## Trecho selecionado

++++

Resenha nº 197 - K. - Relato de Uma Busca, de B. Kucinski



 




Título: K.

Autor: B. Kucinski

Editora: Companhia das Letras/TAG

Edição: 4ª

Copyright: 2011

ISBN: 978-65-5921-218-7

Gênero literário: romance

Origem: Literatura brasileira

 

Bernardo Kucinski é cientista político, jornalista e escritor, nascido em São Paulo (1937). Tem formação, ainda, em Física, pela universidade em que leciona. É também professor da Universidade de São Paulo, atuando na cátedra Jornalismo Internacional. É filho de imigrantes poloneses, refugiados no Brasil.

Apenas ficando no campo da ficção, Bernardo publicou K – Relato de Uma Busca (2011), Você Vai Voltar Para Mim (2014), Alice Não Mais Que De Repente (2014), Pretérito Imperfeito (2017), este objeto da resenha nº 147 deste blog – , A Nova Ordem (2019), Júlia: Nos Campos Consagrados do Senhor (2020). O volume de contos Você Vai Voltar Para Mim integra o mais recente volume, A Cicatriz E Outras Histórias – uma coletânea dos contos de Kucinski, publicados em jornais.

Bernardo é ganhador de prêmios. Prêmio Jabuti, de 1997; finalista do Prêmio São Paulo de Literatura e do Portugal Telecom, de 2012. Em 2018, obteve o Prêmio Vladmir Herzog de jornalismo.

Parte da família de Kucinski que ficou na Europa foi morta pelos horrores do Holocausto, na Segunda Guerra Mundial. Entretanto, o longo braço da tragédia veio alcançá-lo aqui mesmo, no Brasil.

Sua irmã, Ana Rosa Kucinski, professora de Química da USP e seu cunhado desapareceram em abril de 1974, durante a ditadura militar que assolou o Brasil. E é exatamente o desaparecimento da irmã que servirá de matéria narrativa deste romance incômodo que é K.

Bernardo Kucinski é considerado um dos mestres da chamada autoficção e da literatura brasileira contemporânea. Este termo, autoficção, merece algumas considerações, uma vez que vem sendo usado indistintamente, por estar na moda. Sinto-me na obrigação de explicar este rótulo, apesar de não ser objetivo deste blogue entrar em considerações teóricas.

Por autoficção entende-se obra de ficção que se vale dos dados da vida real do autor. Mais que isso, à voz do narrador funde-se a voz do autor. Os fatos, as emoções evidentemente, são aqueles do próprio escritor. Ele fará a seleção dos fatos, de acordo com o andamento pretendido para o romance.

++++

## Conteúdo do conjunto
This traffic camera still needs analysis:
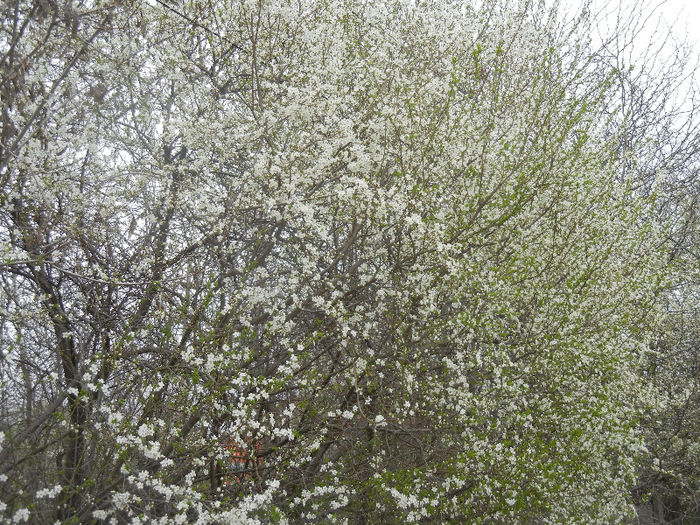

++++

## Desafios
- a) Reproduza sem nenhuma alteração o trecho da resenha sobre K. que vai de "Parte da família" até "incômodo que é K.".
- b) Com base na resenha sobre K., responda às perguntas abaixo.
(i) Em que ano nasceu Bernardo Kucinski?
(ii) Que prêmio de jornalismo ele obteve em 2018?
(iii) Em que mês e ano desapareceram Ana Rosa Kucinski e o cunhado do autor?

## Respostas em ordem
- a)
Parte da família de Kucinski que ficou na Europa foi morta pelos horrores do Holocausto, na Segunda Guerra Mundial. Entretanto, o longo braço da tragédia veio alcançá-lo aqui mesmo, no Brasil.

Sua irmã, Ana Rosa Kucinski, professora de Química da USP e seu cunhado desapareceram em abril de 1974, durante a ditadura militar que assolou o Brasil. E é exatamente o desaparecimento da irmã que servirá de matéria narrativa deste romance incômodo que é K.

- b)
(i) 1937
(ii) O Prêmio Vladmir Herzog
(iii) Em abril de 1974